[Records contained in a dataset]

■ ■ ■ ■

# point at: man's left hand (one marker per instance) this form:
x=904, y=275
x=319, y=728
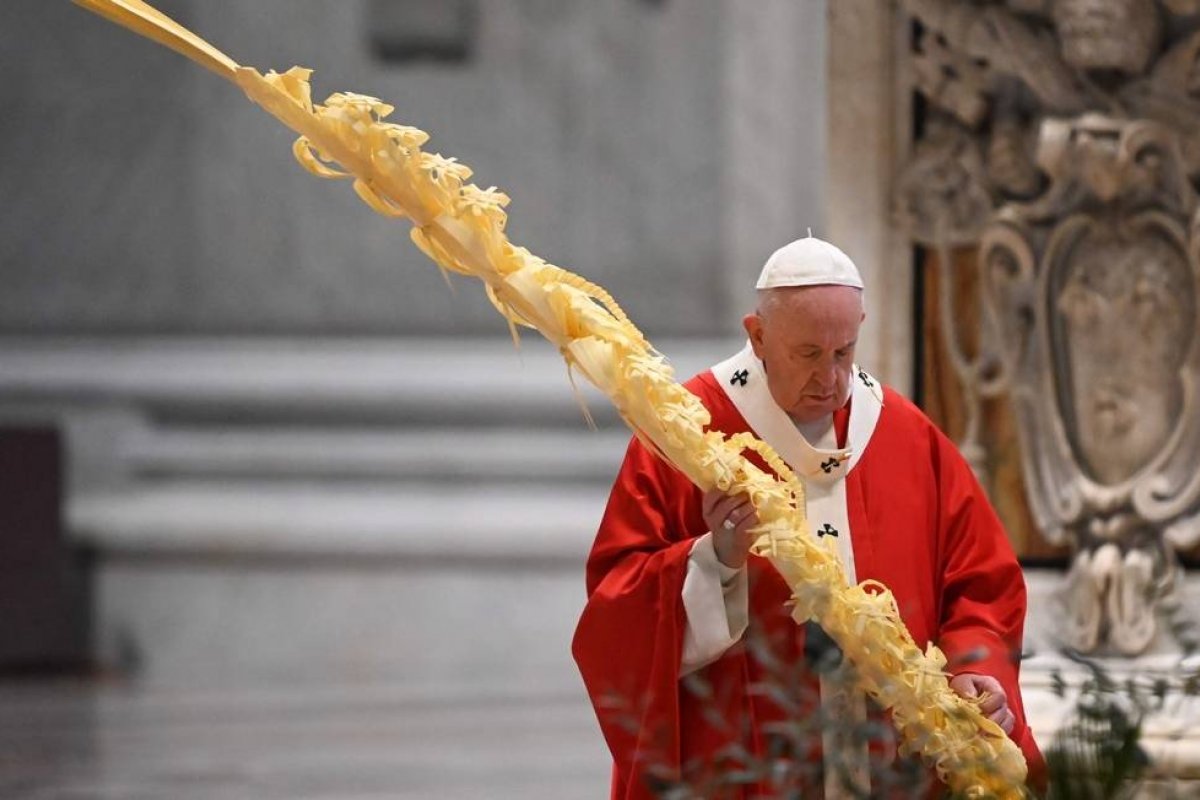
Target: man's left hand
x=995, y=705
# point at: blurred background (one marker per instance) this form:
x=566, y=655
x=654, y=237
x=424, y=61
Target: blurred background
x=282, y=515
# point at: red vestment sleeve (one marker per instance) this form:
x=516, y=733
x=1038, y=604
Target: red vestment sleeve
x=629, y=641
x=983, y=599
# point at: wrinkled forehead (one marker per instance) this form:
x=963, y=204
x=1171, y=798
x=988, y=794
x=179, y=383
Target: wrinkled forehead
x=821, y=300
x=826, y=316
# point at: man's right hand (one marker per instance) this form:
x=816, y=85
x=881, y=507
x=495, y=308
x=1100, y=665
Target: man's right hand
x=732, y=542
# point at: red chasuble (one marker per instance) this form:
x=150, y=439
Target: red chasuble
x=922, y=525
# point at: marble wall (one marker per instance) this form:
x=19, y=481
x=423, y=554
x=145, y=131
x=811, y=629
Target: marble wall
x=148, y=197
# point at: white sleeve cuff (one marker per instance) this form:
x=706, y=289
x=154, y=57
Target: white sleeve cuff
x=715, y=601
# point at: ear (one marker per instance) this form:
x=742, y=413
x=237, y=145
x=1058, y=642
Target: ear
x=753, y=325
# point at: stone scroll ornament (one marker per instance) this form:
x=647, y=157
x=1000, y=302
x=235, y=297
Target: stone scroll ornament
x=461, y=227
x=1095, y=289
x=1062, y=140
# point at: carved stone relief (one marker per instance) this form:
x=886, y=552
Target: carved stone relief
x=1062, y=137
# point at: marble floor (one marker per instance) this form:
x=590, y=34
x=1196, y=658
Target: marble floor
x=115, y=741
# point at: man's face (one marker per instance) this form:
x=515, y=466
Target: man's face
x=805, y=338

■ ■ ■ ■

▸ **Work item**
Produce an exact copy of the lines from the one containing "# point at: marble wall" through the final line of the data, both ends included, and only those.

▸ **Written solution**
# point at: marble wall (one marker per instance) this form:
x=19, y=481
x=423, y=554
x=145, y=131
x=811, y=629
Target: marble wall
x=148, y=197
# point at: white sleeve cuff (one marker per instance) this form:
x=706, y=289
x=154, y=57
Target: white sleeve cuff
x=715, y=601
# point at: ear (one marker per instance) this form:
x=742, y=413
x=237, y=145
x=1058, y=642
Target: ear
x=753, y=325
# point at: stone scroll ornament (one marker per instance) this form:
x=647, y=157
x=1000, y=302
x=235, y=297
Target: stone scroll ornament
x=461, y=227
x=1095, y=289
x=1062, y=140
# point at: carved stone relief (one marker per instance) this form:
x=886, y=552
Target: carved stone relief
x=1062, y=137
# point at: marble floor (one marker per instance) this form:
x=590, y=34
x=1196, y=658
Target: marble floor
x=115, y=741
# point at: man's face (one marker per instance) this form:
x=515, y=466
Target: man's face
x=805, y=338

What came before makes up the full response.